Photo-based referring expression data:

>>>>>

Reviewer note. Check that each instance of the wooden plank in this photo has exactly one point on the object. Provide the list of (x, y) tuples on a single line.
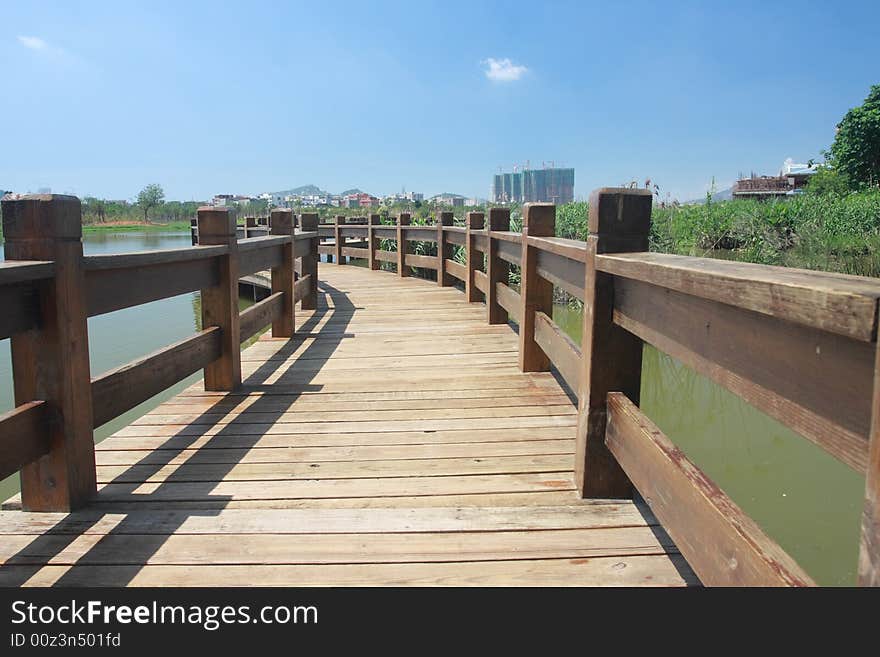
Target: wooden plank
[(536, 294), (509, 251), (869, 542), (24, 436), (594, 515), (354, 252), (386, 232), (258, 316), (301, 287), (361, 454), (253, 415), (652, 570), (456, 269), (427, 262), (336, 470), (23, 271), (838, 303), (563, 272), (109, 289), (815, 382), (267, 257), (456, 235), (510, 300), (481, 281), (21, 308), (341, 488), (562, 352), (721, 543), (282, 314), (125, 387), (567, 248), (611, 358), (52, 363), (220, 302), (346, 548)]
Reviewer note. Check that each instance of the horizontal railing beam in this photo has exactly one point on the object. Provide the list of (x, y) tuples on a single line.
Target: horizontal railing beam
[(123, 388), (24, 436), (720, 542)]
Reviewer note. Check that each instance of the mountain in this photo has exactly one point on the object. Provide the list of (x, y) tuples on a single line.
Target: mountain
[(305, 190)]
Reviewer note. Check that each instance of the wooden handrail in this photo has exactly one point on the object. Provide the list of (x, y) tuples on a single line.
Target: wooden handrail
[(814, 365), (49, 289)]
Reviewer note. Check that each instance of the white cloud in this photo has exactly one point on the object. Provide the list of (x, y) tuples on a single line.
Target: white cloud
[(34, 43), (503, 70)]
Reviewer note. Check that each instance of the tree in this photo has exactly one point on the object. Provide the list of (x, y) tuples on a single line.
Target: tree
[(855, 152), (827, 181), (150, 197)]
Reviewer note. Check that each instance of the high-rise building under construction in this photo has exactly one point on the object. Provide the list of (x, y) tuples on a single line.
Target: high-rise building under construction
[(534, 185)]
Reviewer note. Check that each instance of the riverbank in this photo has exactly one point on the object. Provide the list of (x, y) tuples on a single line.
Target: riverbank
[(129, 227)]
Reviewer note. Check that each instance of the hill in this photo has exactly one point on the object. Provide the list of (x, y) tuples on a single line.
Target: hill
[(305, 190)]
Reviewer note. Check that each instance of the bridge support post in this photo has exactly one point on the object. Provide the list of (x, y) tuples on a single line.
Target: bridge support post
[(220, 303), (611, 357), (539, 220), (51, 362), (497, 269), (869, 548), (337, 250), (474, 221), (403, 219), (308, 223), (372, 242), (444, 249), (282, 276)]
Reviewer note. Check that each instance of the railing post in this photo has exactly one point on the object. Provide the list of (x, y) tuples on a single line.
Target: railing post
[(337, 250), (308, 223), (474, 221), (497, 269), (539, 220), (220, 303), (282, 276), (611, 358), (403, 219), (372, 241), (444, 248), (869, 548), (52, 362)]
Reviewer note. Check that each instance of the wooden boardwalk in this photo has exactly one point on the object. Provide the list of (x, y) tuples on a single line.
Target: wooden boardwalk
[(393, 441)]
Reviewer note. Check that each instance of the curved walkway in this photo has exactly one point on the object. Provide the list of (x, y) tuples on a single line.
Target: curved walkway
[(393, 441)]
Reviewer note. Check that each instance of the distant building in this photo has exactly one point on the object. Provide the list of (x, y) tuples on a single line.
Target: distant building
[(549, 185), (792, 178), (454, 200)]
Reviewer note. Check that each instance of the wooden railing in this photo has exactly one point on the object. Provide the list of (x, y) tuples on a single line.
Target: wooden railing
[(800, 346), (49, 291)]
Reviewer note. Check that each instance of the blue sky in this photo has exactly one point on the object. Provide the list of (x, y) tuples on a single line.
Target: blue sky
[(203, 98)]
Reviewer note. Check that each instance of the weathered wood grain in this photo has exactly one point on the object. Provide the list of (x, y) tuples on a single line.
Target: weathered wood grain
[(723, 545)]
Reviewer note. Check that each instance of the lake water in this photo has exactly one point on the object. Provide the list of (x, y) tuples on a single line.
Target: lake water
[(806, 500), (119, 337)]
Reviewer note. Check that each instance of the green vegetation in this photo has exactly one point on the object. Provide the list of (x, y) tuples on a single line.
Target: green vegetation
[(855, 152)]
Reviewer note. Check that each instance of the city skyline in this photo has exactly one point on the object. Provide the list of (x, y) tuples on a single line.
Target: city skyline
[(191, 97)]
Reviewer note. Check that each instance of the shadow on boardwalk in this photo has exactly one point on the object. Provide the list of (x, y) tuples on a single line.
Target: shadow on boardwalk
[(29, 560)]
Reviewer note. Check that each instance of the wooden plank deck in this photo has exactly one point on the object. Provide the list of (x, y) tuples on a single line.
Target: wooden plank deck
[(394, 441)]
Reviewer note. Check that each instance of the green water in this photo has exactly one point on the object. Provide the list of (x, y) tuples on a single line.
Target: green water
[(805, 499), (119, 337)]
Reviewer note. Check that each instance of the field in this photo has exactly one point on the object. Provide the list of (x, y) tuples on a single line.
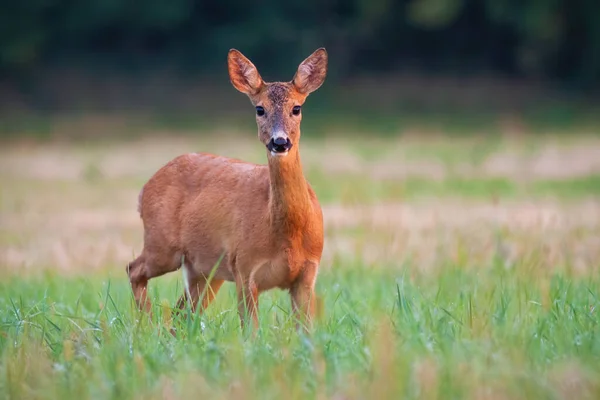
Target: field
[(454, 267)]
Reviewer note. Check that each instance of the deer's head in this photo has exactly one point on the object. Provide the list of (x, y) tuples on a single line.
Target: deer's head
[(278, 104)]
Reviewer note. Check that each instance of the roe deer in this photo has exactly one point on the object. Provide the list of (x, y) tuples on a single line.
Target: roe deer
[(263, 222)]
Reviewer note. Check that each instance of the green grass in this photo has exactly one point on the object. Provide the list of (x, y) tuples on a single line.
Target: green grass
[(447, 298), (385, 333)]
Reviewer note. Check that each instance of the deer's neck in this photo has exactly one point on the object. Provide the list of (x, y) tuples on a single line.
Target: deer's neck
[(290, 204)]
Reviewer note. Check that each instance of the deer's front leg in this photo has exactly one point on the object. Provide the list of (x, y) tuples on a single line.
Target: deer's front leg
[(303, 295)]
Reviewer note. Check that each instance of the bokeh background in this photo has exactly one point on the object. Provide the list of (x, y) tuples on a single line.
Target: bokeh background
[(398, 59)]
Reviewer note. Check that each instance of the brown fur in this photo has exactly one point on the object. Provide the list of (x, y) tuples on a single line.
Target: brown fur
[(263, 220)]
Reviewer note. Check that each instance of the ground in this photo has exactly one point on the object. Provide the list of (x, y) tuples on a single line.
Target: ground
[(454, 267)]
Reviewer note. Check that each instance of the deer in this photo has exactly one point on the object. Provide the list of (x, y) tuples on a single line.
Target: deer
[(227, 220)]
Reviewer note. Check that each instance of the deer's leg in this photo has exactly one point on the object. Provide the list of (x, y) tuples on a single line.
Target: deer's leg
[(200, 287), (303, 296), (146, 267), (247, 301)]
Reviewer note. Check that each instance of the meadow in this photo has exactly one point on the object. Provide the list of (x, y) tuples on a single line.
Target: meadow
[(458, 266)]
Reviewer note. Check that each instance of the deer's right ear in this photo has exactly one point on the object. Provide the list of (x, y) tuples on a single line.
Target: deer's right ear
[(243, 74)]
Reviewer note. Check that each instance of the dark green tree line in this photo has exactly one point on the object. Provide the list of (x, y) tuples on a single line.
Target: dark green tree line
[(557, 39)]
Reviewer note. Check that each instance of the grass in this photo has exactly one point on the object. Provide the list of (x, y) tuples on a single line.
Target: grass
[(463, 268), (387, 332)]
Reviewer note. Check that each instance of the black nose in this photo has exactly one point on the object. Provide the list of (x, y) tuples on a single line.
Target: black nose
[(279, 145)]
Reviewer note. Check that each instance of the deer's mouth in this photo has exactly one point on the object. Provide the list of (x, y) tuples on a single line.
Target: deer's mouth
[(279, 146)]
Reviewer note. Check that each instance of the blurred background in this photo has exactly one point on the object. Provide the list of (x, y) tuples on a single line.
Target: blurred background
[(391, 61), (441, 122)]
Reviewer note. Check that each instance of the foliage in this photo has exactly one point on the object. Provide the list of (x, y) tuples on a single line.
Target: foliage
[(547, 38)]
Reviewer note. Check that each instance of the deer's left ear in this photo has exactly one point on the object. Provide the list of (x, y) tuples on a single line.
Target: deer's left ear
[(311, 72)]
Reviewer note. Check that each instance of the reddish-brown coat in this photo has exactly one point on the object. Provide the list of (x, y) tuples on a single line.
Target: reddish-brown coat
[(263, 222)]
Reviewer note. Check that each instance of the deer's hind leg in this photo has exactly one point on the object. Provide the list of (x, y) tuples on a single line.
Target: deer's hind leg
[(199, 286), (147, 266)]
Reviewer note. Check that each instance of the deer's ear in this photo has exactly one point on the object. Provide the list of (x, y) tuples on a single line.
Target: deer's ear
[(243, 74), (311, 73)]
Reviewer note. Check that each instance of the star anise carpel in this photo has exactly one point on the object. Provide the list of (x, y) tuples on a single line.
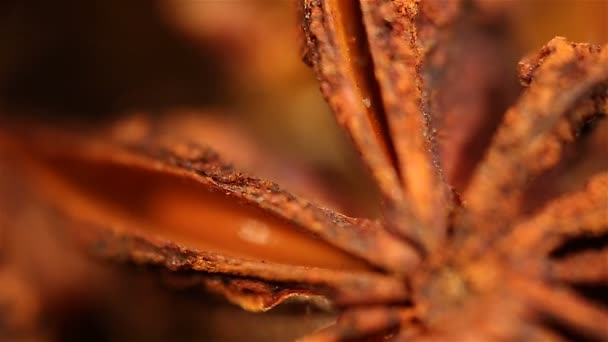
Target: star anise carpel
[(465, 248)]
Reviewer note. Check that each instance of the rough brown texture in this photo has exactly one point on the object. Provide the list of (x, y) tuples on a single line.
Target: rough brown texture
[(433, 268)]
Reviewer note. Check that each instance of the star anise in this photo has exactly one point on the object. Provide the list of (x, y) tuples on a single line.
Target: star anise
[(480, 256)]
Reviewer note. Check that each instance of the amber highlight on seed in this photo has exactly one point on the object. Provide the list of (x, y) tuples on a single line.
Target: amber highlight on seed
[(463, 256), (178, 209)]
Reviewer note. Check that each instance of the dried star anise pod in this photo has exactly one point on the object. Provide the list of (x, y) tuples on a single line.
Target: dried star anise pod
[(480, 256)]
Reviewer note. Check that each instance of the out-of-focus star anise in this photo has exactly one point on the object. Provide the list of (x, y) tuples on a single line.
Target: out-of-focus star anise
[(477, 252)]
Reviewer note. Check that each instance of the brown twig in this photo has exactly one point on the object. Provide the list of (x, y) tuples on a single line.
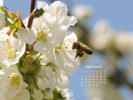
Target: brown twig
[(32, 7)]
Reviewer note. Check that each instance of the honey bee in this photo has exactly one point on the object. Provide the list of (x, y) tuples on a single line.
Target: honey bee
[(81, 49)]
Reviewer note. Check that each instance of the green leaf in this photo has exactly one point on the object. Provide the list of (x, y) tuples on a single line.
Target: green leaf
[(18, 24)]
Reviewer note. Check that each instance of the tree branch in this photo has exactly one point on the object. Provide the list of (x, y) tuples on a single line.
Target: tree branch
[(32, 7)]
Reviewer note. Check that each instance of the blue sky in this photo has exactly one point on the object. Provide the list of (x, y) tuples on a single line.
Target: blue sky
[(117, 12)]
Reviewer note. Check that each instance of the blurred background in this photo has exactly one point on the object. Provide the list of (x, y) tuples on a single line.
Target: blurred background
[(106, 26)]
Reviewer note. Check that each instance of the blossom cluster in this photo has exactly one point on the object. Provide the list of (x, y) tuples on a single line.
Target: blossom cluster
[(35, 61)]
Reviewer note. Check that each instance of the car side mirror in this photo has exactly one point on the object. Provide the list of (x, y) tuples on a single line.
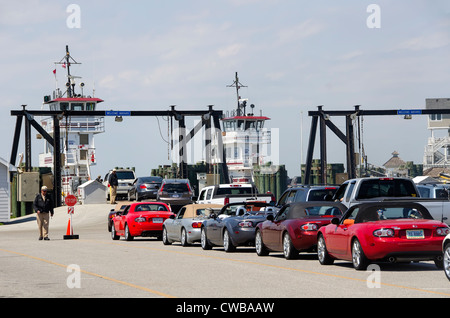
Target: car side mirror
[(335, 221)]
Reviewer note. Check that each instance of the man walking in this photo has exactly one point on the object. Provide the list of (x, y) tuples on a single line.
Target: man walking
[(113, 184), (43, 205)]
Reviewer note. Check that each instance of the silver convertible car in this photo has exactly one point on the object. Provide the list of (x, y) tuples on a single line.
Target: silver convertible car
[(185, 226), (234, 225)]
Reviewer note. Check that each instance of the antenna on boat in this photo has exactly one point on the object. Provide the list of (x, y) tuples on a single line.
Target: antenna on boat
[(66, 62), (238, 86)]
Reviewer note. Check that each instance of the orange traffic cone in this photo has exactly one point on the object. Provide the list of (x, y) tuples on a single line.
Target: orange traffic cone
[(69, 229), (69, 233)]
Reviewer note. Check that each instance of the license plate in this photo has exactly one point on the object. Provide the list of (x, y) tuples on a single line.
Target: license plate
[(414, 234)]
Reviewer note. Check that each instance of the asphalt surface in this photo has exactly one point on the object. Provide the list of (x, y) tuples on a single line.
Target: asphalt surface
[(95, 266)]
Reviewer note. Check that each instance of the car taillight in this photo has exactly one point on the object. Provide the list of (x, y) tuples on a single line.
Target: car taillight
[(384, 233), (246, 224), (442, 231), (309, 227), (139, 219), (272, 198)]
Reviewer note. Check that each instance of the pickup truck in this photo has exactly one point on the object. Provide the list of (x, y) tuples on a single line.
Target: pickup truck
[(230, 193), (362, 190)]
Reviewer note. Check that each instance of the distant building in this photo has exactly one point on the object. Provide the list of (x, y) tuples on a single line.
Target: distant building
[(396, 167), (437, 150)]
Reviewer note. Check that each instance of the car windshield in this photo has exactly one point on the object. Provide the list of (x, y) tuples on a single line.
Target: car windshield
[(237, 190), (386, 188), (150, 207), (319, 194), (389, 213), (150, 180), (323, 210), (125, 175), (176, 187)]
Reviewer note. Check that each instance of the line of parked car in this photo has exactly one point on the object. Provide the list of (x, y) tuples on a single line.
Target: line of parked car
[(371, 231)]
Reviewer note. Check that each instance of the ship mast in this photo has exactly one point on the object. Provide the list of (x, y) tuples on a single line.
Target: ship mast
[(66, 61), (238, 86)]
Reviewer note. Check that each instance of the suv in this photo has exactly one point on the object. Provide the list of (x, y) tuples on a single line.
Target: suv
[(124, 176), (176, 192), (435, 191), (306, 193)]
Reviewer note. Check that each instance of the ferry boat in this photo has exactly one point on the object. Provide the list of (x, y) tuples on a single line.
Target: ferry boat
[(77, 132), (246, 140)]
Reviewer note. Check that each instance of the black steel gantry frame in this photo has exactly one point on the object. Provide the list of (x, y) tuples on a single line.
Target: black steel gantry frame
[(348, 137), (207, 117)]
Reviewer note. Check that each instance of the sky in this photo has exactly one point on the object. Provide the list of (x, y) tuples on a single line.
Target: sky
[(292, 55)]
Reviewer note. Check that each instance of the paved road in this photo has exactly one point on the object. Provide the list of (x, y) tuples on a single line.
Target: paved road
[(145, 267)]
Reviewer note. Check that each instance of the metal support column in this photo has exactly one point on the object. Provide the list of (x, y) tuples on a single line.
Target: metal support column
[(309, 156)]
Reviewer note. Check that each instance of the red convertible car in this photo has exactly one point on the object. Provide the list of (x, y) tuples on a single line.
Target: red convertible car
[(294, 228), (382, 231), (140, 219)]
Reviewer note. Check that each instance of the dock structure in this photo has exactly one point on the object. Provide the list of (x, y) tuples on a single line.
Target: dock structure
[(323, 119)]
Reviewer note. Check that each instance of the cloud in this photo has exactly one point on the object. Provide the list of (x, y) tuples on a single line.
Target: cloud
[(29, 12), (299, 32), (426, 42), (230, 50)]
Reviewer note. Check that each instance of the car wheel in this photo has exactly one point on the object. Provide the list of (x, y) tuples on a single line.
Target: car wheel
[(227, 243), (165, 238), (184, 237), (261, 250), (359, 260), (446, 261), (128, 236), (204, 240), (114, 236), (289, 250), (322, 253)]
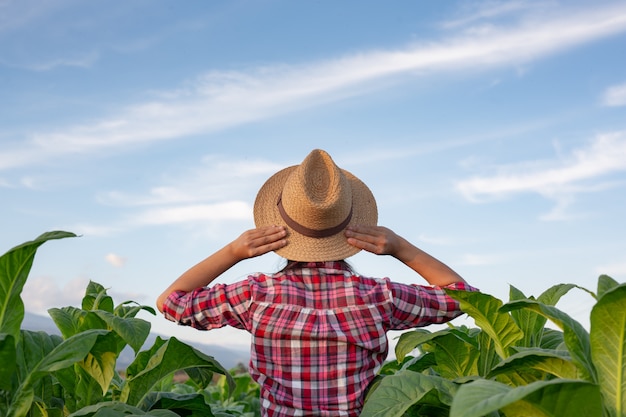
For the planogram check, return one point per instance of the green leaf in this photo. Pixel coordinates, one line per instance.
(71, 320)
(15, 266)
(575, 336)
(395, 394)
(485, 310)
(63, 355)
(455, 358)
(132, 330)
(409, 341)
(608, 348)
(605, 284)
(549, 362)
(192, 405)
(96, 298)
(108, 408)
(8, 360)
(101, 359)
(554, 398)
(161, 360)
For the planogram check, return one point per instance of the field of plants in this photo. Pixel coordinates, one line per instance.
(511, 364)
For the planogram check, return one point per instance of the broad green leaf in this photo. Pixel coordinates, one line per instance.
(96, 298)
(71, 320)
(110, 409)
(409, 341)
(605, 284)
(15, 266)
(126, 311)
(608, 348)
(160, 361)
(575, 336)
(132, 330)
(8, 360)
(554, 398)
(552, 339)
(63, 355)
(418, 364)
(32, 348)
(485, 310)
(531, 323)
(454, 357)
(395, 394)
(187, 404)
(101, 360)
(549, 362)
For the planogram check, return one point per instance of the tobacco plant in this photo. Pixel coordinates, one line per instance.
(75, 374)
(511, 364)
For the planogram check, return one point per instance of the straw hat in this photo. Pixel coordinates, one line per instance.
(316, 201)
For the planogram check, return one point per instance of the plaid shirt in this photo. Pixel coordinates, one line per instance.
(318, 330)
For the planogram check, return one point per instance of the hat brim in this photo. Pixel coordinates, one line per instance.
(308, 249)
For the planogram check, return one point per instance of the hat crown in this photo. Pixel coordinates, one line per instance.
(317, 195)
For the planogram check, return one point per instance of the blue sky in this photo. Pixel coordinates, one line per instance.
(493, 135)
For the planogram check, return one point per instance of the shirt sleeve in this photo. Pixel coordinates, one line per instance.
(210, 308)
(420, 305)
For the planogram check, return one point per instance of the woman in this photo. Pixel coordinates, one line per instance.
(318, 328)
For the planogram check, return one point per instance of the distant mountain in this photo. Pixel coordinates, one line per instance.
(227, 357)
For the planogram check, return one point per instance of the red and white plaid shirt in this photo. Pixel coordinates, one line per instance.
(318, 330)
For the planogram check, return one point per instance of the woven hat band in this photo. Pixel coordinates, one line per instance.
(303, 230)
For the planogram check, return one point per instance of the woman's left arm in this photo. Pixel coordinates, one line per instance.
(249, 244)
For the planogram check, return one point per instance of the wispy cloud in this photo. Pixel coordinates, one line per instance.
(584, 170)
(615, 96)
(83, 61)
(480, 11)
(115, 260)
(220, 100)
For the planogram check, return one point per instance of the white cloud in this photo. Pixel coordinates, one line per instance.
(221, 100)
(554, 178)
(615, 96)
(478, 11)
(472, 259)
(115, 260)
(41, 293)
(614, 270)
(215, 179)
(233, 210)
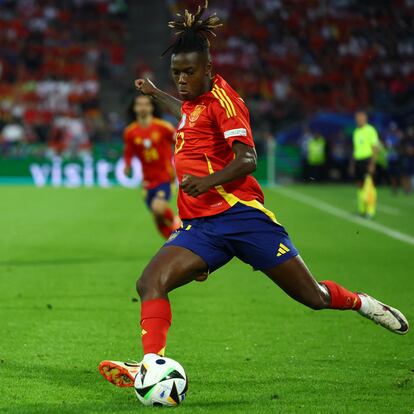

<<<<<

TASK PROMPT ▸ From the line that has "Reviewer note. Check that each instance of the deer's left" through the line that has "Reviewer note. Check that each instance of the deer's hind", copy every line exactly as it appears above, and leave out all others.

RESPONSE BOX ▸
Reviewer note. Check that each instance of the deer's left ear in this photo has exactly one point on the object. Provide the list of (x, y) tuples on a single line.
Target: deer's left ear
[(311, 72)]
Reviewer note. Check that each instance of the reddish-brown coat in this photo has exactly one point on the object. Provide the list of (x, y) tuples on a single line.
Target: reddish-brown coat
[(263, 222)]
Reviewer note. Check that each instance of the deer's hind leg in this photo has exactly one point on the object. Provide the list of (x, y) tuples on a single line.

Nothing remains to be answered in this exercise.